**WRITTEN TASK**
Write out the material again exactly, please, and omit the pictures.

## Start DATA SHOWN

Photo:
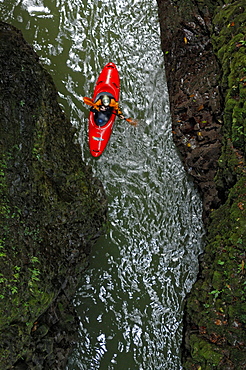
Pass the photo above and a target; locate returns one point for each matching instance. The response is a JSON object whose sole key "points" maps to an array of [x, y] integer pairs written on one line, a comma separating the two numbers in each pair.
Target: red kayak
{"points": [[100, 124]]}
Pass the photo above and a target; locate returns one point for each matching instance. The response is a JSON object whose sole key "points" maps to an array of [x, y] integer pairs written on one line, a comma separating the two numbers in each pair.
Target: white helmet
{"points": [[105, 100]]}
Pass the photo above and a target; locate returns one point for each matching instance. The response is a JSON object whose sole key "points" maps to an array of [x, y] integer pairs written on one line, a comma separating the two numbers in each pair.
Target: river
{"points": [[130, 300]]}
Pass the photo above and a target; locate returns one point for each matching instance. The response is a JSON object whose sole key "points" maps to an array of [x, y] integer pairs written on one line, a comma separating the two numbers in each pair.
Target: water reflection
{"points": [[130, 300]]}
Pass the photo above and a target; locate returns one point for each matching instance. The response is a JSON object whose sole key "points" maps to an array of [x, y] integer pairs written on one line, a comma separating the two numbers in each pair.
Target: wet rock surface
{"points": [[193, 75], [205, 57], [51, 212]]}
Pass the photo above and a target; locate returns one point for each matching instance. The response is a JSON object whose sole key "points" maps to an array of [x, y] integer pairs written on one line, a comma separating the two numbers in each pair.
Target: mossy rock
{"points": [[51, 207]]}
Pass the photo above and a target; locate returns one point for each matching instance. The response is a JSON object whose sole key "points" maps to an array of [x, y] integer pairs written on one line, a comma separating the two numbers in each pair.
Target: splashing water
{"points": [[130, 300]]}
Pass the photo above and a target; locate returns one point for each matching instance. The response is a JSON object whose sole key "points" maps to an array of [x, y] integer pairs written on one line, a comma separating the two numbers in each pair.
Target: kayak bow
{"points": [[101, 125]]}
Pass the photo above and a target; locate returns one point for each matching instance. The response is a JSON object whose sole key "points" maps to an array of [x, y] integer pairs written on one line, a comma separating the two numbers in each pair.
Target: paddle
{"points": [[90, 102]]}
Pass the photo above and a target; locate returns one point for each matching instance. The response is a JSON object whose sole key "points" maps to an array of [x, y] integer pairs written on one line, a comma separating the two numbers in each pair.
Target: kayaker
{"points": [[107, 104]]}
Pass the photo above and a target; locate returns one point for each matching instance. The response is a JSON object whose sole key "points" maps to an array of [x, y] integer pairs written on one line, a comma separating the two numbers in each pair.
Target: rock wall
{"points": [[51, 210], [204, 46]]}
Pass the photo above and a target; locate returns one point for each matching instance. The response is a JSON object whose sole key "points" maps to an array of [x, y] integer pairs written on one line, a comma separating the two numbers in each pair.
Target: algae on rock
{"points": [[51, 208], [208, 111]]}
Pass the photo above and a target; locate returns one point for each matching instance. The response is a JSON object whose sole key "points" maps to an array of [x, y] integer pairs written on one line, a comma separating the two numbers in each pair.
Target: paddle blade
{"points": [[132, 122]]}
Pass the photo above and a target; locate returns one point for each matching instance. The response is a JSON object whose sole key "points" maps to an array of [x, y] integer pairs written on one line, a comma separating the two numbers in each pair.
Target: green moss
{"points": [[204, 354]]}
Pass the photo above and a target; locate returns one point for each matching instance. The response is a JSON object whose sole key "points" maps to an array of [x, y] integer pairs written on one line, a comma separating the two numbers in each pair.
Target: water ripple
{"points": [[131, 298]]}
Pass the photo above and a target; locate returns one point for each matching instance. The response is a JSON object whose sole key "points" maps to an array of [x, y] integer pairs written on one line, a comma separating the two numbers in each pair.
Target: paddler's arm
{"points": [[116, 107]]}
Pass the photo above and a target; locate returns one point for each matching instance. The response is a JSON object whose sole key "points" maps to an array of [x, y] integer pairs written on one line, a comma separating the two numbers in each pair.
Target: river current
{"points": [[130, 300]]}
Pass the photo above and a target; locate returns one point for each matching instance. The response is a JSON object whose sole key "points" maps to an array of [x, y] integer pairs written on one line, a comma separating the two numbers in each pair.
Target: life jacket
{"points": [[113, 104]]}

## End DATA SHOWN

**EXERCISE SOLUTION**
Photo:
Pass the photo above and a target; locate returns one point for each matching instance. The response is a JSON object whose sole key "points" maps to an array of [x, y] integer pairs written on one line, a comma separating the two numbers in each pair.
Target: red kayak
{"points": [[100, 124]]}
Pass the photo above and a target; locate returns one point for each matching instance. The response is a JSON object whose sole key "points" maps to an array of [x, y] integer pairs written on one line, a comma separating the two numbers in each pair.
Target: white helmet
{"points": [[105, 100]]}
Pass the photo above and a target; locate returns one point for each matching instance. The response is a JSON object whose sole key "points" maps to an array of [x, y] integer pairs written on one line, a comma separating the two numbers in each pair.
Target: river
{"points": [[130, 300]]}
Pass the photo above and a target; locate returns one point for each matching instance. The response is a JSON object whose sole key "points" maps to an array of [x, y] integer pairs written on one line, a comma separating the two numbers in each pair.
Target: water reflection
{"points": [[130, 300]]}
Pass the photo above and a target; locate returns one point for each matching instance. The response is a JSON object whose sole key "points" maps to an array of [x, y] integer pairs written on one line, a comma separating the two numbers in each pair.
Target: wet rock surface
{"points": [[193, 75], [205, 57], [51, 212]]}
Pass the photo above and a target; locate returns one point for each matching instance. The response is a JSON object whose sole key "points" maps to an array of [x, y] integer pairs written on one line, a comma separating the two numbers in each pair.
Target: mossy rock
{"points": [[51, 207]]}
Pass the photo above and a target; locate returns one point for each matching instance. The response is a JSON object whose sole key "points" maps to an array of [x, y] integer pairs written on one line, a comma separating the two numbers in each pair.
Target: splashing water
{"points": [[130, 300]]}
Pass the photo above and a target; locate returns one point for each matching instance. The response is a JSON object whose sole key "points" maps to an array of [x, y] integer pairs written on one line, a comma separating the two numbers in each pair.
Target: kayak bow
{"points": [[101, 125]]}
Pass the photo above and a target; locate returns one point for each matching instance. The response is a JSON object whose sole key "points" maps to an array of [x, y] integer pairs written on one line, a comma separating the two numbers in each pair.
Target: paddle
{"points": [[90, 102]]}
Pass the photo above and a target; locate returns one point for each matching instance. The response is a JSON object whose sole key "points" maps to an array of [x, y] integer pairs written on one line, a comma separating the two numbers in each pair.
Target: kayaker
{"points": [[107, 104]]}
Pass the photo above and a target; locate returns one point for each matching instance. The response is a JSON object whose sole key "points" maps to an array of [x, y] integer pairs written on one line, a comma separating the two numbers in each pair.
Target: rock wall
{"points": [[51, 210], [204, 46]]}
Pass the photo above and a target; locate returns one point for each matching instance. The response is a JSON object whose sole key "points" maps to an array of [x, y] integer pairs written on one line, a comma separating the two numbers in each pair.
Target: algae on rock
{"points": [[51, 208], [208, 111]]}
Pass the photo above and a target; locate returns one point for each matching instance. The response is a JSON object whose sole key "points" maps to an array of [x, y] integer pairs written on one line, a comma separating the two numbers in each pair.
Target: paddle blade
{"points": [[132, 122]]}
Pass the photo above and a target; locate returns one point for each matching instance. The response is a JSON object whose sole key "points" maps to an array of [x, y] integer pairs written on one line, a comma separating the two numbers in each pair.
Target: green moss
{"points": [[204, 354]]}
Pass the photo above and a target; locate returns one point for each matching instance. The response is a JSON object whose sole key "points" maps to an array of [x, y] integer pairs written on one line, a comma separating the two numbers in each pair.
Target: water ripple
{"points": [[131, 298]]}
Pass the photo above and a target; locate returns one point for each matching instance. The response is a JSON object whose sole key "points" maps to an array of [x, y] integer pairs written on one line, a comma separating the two numbers in each pair.
Target: paddler's arm
{"points": [[116, 107]]}
Pass the photo above and a target; locate returns one point for each matching instance. The response is a JSON object whose sole key "points" maps to an array of [x, y] integer pairs written on one line, a comma separating the two numbers in each pair.
Target: river current
{"points": [[130, 300]]}
Pass the photo above and a target; locate returns one point for each matching instance. The response is a JSON object whose sole key "points" maps to an array of [x, y] integer pairs written on one line, a comma separating the two numbers in each pair.
Target: life jacket
{"points": [[113, 104]]}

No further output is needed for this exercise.